Entries from a dataset
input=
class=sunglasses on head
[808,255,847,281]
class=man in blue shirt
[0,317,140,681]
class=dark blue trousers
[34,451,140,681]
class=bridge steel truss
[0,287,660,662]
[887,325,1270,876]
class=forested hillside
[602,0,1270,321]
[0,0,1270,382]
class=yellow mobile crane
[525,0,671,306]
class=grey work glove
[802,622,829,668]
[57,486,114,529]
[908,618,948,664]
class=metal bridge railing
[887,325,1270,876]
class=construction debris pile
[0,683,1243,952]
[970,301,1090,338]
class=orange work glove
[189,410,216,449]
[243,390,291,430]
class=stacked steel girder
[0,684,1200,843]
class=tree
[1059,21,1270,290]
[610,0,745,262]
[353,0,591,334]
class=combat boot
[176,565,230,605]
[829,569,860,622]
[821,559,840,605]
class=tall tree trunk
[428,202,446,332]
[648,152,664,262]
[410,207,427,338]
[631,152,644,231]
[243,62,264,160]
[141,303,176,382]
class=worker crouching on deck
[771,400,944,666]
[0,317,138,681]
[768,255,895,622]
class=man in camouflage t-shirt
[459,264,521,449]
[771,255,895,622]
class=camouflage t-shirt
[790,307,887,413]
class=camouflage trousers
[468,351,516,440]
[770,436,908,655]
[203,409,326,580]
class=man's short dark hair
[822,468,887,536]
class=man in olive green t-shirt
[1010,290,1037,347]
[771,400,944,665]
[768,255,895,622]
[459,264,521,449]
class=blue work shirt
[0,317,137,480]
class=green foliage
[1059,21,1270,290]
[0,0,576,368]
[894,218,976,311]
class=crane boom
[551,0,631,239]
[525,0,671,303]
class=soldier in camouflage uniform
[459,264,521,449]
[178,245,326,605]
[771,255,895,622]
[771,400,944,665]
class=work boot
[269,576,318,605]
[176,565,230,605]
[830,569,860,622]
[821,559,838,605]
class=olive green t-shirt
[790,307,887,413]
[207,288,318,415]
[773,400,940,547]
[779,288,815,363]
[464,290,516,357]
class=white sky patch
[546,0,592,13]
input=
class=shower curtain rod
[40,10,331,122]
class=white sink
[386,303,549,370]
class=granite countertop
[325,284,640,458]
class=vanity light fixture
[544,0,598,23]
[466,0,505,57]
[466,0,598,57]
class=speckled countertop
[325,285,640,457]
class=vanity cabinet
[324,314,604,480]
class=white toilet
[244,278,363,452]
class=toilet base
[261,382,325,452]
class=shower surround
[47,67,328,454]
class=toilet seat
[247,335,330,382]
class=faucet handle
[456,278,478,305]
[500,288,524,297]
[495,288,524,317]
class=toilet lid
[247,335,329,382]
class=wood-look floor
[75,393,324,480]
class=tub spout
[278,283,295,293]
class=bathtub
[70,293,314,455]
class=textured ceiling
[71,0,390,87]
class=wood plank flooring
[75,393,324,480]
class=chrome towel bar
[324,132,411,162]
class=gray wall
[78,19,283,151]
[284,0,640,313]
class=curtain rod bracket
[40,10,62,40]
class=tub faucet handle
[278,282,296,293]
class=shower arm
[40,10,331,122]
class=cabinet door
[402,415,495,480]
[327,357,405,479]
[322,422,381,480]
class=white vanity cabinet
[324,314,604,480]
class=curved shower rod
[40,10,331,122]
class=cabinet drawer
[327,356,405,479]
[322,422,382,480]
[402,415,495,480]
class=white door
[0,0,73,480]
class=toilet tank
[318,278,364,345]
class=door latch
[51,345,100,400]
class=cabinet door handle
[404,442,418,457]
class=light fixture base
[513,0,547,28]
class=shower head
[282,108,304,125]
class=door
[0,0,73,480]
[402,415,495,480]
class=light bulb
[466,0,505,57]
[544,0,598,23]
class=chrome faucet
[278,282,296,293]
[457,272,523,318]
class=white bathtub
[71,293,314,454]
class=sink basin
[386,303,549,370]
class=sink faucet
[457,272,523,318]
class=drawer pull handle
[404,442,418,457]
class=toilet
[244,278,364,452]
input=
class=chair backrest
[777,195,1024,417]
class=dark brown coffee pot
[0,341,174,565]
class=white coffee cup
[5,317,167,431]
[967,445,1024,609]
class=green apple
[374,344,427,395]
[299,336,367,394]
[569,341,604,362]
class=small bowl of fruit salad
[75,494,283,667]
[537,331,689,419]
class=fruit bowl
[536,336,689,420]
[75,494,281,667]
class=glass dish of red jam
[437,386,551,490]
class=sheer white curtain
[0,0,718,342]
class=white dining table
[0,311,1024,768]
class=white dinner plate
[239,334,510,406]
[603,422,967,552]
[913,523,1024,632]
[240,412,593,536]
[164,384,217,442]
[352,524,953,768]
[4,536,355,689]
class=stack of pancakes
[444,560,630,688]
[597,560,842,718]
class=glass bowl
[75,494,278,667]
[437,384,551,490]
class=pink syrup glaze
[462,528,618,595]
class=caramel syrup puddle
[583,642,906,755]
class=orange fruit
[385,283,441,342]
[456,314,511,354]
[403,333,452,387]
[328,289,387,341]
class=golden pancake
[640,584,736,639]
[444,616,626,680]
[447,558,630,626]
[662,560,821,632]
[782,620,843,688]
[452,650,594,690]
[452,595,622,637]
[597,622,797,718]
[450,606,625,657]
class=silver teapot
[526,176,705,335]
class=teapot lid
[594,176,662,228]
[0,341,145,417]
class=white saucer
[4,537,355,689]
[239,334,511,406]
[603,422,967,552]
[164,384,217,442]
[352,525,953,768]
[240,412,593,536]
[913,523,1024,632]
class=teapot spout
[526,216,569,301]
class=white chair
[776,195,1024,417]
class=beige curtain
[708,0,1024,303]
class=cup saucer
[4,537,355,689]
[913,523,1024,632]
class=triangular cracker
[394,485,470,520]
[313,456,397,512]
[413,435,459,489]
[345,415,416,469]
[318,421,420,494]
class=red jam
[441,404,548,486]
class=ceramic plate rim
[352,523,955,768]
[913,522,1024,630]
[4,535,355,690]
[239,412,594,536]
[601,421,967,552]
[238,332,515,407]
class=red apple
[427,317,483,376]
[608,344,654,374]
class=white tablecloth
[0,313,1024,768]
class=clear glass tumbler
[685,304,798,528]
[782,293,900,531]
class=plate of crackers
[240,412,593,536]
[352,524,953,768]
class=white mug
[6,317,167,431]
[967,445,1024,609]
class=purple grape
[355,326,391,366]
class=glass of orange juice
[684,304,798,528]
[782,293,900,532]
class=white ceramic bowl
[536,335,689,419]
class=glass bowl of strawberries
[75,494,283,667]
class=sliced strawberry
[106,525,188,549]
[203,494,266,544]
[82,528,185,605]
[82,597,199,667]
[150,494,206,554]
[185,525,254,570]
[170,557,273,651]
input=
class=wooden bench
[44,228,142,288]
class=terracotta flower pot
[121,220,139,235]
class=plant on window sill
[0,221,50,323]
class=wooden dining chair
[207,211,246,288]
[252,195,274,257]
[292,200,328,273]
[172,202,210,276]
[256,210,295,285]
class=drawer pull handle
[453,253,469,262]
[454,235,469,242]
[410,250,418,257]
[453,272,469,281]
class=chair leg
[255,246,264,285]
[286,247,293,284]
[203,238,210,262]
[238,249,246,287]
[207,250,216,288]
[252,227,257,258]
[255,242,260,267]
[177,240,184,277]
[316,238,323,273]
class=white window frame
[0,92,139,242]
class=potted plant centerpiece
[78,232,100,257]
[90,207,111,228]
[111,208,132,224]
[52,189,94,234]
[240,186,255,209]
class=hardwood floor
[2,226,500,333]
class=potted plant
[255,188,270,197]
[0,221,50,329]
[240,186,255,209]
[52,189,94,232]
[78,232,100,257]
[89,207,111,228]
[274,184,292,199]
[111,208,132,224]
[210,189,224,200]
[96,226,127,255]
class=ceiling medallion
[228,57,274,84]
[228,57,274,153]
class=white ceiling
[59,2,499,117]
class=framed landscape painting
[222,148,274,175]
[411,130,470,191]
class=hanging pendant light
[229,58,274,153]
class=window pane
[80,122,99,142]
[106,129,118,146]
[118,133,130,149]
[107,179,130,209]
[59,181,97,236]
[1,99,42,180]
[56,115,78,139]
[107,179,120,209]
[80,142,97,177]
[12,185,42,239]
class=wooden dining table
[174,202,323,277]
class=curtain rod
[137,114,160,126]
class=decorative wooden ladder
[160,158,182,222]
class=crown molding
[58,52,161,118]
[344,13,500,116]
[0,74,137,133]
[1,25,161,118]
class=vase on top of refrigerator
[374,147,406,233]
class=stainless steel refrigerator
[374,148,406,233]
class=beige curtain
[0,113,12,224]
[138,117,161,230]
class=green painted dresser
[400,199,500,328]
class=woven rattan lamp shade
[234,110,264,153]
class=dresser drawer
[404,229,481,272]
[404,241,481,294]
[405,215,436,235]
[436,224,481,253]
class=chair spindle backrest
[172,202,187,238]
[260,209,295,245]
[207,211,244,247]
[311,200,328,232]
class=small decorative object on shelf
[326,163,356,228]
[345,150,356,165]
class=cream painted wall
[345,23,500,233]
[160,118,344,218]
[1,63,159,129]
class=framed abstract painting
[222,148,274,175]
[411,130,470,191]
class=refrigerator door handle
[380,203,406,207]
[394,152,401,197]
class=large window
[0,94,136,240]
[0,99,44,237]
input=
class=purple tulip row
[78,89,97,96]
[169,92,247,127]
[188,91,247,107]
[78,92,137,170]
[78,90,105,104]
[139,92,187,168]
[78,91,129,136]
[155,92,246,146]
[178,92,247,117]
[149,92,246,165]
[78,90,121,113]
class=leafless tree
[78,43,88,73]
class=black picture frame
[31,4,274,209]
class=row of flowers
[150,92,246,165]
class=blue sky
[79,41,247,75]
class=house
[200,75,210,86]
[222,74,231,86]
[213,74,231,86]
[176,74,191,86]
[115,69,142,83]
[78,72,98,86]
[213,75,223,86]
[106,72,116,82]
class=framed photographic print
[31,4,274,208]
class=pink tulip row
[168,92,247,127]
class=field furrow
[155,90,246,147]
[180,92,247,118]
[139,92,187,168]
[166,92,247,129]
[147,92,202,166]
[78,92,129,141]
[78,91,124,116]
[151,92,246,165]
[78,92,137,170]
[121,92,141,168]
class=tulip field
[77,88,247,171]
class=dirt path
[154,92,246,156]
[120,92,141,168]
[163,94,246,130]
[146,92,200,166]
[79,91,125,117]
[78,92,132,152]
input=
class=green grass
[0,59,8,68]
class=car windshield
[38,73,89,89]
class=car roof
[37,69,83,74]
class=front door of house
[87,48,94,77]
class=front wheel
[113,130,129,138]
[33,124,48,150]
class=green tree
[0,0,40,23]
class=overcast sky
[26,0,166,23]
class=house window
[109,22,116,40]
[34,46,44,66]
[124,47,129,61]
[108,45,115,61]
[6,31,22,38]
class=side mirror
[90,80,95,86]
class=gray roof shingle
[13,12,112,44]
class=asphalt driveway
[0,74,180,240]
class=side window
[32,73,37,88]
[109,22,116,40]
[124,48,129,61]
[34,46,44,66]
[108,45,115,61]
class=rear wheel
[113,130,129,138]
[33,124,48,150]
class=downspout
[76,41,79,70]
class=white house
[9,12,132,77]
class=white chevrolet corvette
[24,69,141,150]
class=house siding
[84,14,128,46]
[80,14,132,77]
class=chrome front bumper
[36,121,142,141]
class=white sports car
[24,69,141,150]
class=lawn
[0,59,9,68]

### SHORT EXERCISE
Print, unchanged, the item lines starting at the line with "class=granite countertop" and ending at the line with "[247,335,330,382]", both of those lines included.

### OUTPUT BELOW
class=granite countertop
[325,284,640,458]
class=vanity light fixture
[544,0,598,23]
[466,0,505,57]
[466,0,598,57]
class=speckled countertop
[325,285,640,457]
class=vanity cabinet
[324,314,604,480]
class=white toilet
[244,278,363,452]
class=toilet base
[261,382,325,452]
class=shower surround
[47,67,328,454]
class=toilet seat
[247,335,330,382]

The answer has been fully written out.